Your tasks ::
1) In the J-1 visa thread, which two bodies run the Certified Financial Planner course?
2) Please extract the stretch of the J-1 visa thread from "Contact J-1 work" through "working full time.".
3) Name every distinct username that posts in the J-1 visa thread.

Excerpted passage ::

# J-1 Visa - Anybody have experience?



## XPISTO (Aug 8, 2010)

Hi guys,

Looking to try and get a clearer understanding of the J-1 Visa, specifically this pre-requisite; "Be a bona fide post-secondary student or recent graduate, and provide evidence from post-secondary institution to this effect." 

I've completed my Bachelor's Degree in Commerce (about 24 months ago) and am now studying my Certified Financial Planner (CFP) designation. Will this study qualify me for a J-1 Visa? For those not familiar, it is a 5 unit course which usually takes 2 - 3 years to complete. It is run through Deakin University and the Financial Planners Association (FPA).

Thanks all, Chris.


----------



## Weebie (Sep 16, 2009)

XPISTO said:


> Hi guys,
> 
> Looking to try and get a clearer understanding of the J-1 Visa, specifically this pre-requisite; "Be a bona fide post-secondary student or recent graduate, and provide evidence from post-secondary institution to this effect."
> 
> ...


Contact J-1 work and travel visa for Australian and New Zealand students – E3 visa for Australian Citizens - USA IT jobs and Careers – Working holiday America –Australians and NZ citizens work in America – J-1 Internships USA - Work in the USA travel pilot p

They will be beable to assist you. It may qualify as your studying at Uni or it may not qualify as its a professional qualification and you're I assume working full time.


----------



## XPISTO (Aug 8, 2010)

Awesome, thanks Weebie! I'll check em out.


----------



## Davis1 (Feb 20, 2009)

XPISTO said:


> Hi guys,
> 
> Looking to try and get a clearer understanding of the J-1 Visa, specifically this pre-requisite; "Be a bona fide post-secondary student or recent graduate, and provide evidence from post-secondary institution to this effect."
> 
> ...


But is it of use in you own country 
I would have thought they would have their own system


----------



## mayotom (Nov 8, 2008)

you need to have proof that you are going back to your country of origin to study


----------

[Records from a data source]
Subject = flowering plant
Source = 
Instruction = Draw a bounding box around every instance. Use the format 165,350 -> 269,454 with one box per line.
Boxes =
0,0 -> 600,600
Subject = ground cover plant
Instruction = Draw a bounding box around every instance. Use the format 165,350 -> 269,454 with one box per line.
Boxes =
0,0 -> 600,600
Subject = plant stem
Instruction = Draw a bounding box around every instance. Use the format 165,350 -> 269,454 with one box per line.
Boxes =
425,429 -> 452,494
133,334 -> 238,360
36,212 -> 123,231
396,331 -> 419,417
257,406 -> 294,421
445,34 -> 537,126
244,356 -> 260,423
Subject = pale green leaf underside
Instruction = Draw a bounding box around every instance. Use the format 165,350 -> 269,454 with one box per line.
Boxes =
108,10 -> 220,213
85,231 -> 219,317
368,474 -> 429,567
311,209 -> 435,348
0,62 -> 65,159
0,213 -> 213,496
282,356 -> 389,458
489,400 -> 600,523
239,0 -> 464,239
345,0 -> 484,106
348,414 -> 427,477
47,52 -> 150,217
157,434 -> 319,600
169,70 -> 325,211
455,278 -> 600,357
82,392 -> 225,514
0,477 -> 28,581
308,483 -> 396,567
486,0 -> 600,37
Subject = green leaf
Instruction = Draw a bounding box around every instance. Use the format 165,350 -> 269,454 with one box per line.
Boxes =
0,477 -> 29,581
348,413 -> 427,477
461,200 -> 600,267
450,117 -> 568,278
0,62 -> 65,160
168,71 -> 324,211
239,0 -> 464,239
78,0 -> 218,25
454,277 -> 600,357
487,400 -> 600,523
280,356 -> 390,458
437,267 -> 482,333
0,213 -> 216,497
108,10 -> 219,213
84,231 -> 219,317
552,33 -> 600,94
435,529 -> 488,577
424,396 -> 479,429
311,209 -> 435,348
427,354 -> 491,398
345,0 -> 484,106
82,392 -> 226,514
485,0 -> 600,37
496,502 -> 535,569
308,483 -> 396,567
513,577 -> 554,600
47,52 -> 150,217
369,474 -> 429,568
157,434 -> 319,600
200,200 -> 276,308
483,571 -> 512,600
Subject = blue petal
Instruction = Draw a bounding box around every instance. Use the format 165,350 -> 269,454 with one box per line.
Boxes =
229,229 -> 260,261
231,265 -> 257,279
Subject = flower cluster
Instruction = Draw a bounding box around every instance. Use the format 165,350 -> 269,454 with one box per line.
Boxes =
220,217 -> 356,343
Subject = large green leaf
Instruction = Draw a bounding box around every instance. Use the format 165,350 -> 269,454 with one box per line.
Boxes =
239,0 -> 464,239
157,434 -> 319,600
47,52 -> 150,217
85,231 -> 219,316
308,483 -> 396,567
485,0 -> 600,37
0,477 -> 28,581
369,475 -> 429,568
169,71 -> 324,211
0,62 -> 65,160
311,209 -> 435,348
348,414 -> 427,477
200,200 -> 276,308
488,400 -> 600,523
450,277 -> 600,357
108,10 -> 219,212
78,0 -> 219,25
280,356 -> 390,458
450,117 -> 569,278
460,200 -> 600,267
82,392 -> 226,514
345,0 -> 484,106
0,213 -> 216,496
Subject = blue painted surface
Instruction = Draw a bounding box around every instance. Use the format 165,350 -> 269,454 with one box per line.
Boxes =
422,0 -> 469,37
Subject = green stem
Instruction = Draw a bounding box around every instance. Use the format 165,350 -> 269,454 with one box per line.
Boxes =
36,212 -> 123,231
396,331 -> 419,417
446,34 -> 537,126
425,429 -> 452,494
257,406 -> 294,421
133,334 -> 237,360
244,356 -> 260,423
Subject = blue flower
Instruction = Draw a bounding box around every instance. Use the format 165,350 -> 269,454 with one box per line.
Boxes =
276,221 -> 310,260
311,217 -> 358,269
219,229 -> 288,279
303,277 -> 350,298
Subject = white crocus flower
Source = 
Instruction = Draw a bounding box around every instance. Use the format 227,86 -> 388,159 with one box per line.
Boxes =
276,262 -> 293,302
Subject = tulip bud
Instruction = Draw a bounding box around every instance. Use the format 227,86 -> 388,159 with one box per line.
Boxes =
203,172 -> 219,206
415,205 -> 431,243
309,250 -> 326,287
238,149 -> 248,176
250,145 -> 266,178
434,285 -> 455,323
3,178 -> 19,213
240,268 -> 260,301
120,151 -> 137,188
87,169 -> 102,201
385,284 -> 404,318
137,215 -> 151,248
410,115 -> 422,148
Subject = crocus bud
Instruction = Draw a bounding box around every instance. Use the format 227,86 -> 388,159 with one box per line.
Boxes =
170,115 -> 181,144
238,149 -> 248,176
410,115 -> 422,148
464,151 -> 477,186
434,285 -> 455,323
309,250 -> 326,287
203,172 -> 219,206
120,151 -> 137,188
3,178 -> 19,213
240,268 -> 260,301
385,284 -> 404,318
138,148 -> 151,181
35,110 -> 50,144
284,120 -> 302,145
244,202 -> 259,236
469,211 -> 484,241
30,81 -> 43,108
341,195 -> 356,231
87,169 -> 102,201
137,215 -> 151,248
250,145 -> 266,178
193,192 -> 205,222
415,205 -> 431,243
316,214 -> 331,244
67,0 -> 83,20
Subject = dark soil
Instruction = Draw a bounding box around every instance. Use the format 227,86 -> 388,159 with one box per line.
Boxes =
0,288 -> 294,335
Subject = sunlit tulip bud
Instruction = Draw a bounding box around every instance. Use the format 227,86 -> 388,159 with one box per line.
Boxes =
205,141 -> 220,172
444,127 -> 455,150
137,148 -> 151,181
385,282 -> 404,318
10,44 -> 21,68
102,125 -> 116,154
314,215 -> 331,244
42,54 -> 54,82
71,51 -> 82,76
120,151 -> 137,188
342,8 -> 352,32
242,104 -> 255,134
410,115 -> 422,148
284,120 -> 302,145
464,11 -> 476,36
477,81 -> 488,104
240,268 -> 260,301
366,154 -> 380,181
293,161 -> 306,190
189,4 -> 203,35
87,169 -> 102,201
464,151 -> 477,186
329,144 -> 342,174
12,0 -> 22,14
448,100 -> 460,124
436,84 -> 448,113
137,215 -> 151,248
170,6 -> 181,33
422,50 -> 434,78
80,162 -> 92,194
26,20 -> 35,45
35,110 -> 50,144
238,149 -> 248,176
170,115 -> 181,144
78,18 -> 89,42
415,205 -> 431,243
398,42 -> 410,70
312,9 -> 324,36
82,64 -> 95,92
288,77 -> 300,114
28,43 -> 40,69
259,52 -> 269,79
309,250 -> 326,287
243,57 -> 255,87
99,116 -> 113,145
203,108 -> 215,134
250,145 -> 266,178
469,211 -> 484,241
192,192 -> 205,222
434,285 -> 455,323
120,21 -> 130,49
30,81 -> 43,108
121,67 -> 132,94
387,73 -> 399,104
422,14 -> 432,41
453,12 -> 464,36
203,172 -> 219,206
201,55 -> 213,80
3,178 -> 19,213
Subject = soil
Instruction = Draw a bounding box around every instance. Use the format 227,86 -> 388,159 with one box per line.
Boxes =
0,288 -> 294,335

Set of answers ::
1) Deakin University and the Financial Planners Association (FPA).

2)
Contact J-1 work and travel visa for Australian and New Zealand students – E3 visa for Australian Citizens - USA IT jobs and Careers – Working holiday America –Australians and NZ citizens work in America – J-1 Internships USA - Work in the USA travel pilot p

They will be beable to assist you. It may qualify as your studying at Uni or it may not qualify as its a professional qualification and you're I assume working full time.

3) XPISTO, Weebie, Davis1, mayotom